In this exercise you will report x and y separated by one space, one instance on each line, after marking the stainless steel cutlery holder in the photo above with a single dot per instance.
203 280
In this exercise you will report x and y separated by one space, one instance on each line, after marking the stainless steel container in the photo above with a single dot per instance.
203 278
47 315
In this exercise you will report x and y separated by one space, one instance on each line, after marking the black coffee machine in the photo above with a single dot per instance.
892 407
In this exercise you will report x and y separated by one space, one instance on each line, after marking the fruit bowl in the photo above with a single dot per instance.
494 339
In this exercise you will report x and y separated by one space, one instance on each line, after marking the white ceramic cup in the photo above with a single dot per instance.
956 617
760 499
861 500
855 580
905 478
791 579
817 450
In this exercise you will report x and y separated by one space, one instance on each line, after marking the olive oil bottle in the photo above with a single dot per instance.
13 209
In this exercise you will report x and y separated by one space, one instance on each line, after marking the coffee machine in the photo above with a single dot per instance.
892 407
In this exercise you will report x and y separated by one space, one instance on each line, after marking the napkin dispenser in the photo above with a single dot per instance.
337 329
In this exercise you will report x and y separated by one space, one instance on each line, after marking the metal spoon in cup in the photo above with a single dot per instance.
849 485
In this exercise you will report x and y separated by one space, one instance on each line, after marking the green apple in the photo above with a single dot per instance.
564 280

■ ■ ■

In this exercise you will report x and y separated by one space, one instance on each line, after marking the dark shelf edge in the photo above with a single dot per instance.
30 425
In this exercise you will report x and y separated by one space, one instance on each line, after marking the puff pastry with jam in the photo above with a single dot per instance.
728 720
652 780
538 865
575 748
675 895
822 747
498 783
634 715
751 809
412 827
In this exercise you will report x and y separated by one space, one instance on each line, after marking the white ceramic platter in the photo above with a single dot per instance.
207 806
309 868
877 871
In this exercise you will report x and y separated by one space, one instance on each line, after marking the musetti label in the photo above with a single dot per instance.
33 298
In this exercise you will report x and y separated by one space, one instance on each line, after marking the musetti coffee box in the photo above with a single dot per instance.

■ ■ ■

* **STATED PROBLEM**
Switch "single dot" to "single mark" in the material, starting at the line containing "white ceramic platter" and ending at the line containing "the musetti coffee", and give back only those lines with nothing else changed.

* **ANSWER IN FULL**
In this exercise you will report x and y separated by one space, one instance on each line, after marking the white ceramic platter in the photo above with a single mark per instance.
207 806
309 868
877 871
In this exercise you will report x and y separated by one space, one instance on each line, after marking the musetti label in the photo above with a single mark per instance.
33 298
In this exercise you will report x and y separated by one space, one instance on each line, after marking the musetti coffee box in the photo above with a single mark per instance.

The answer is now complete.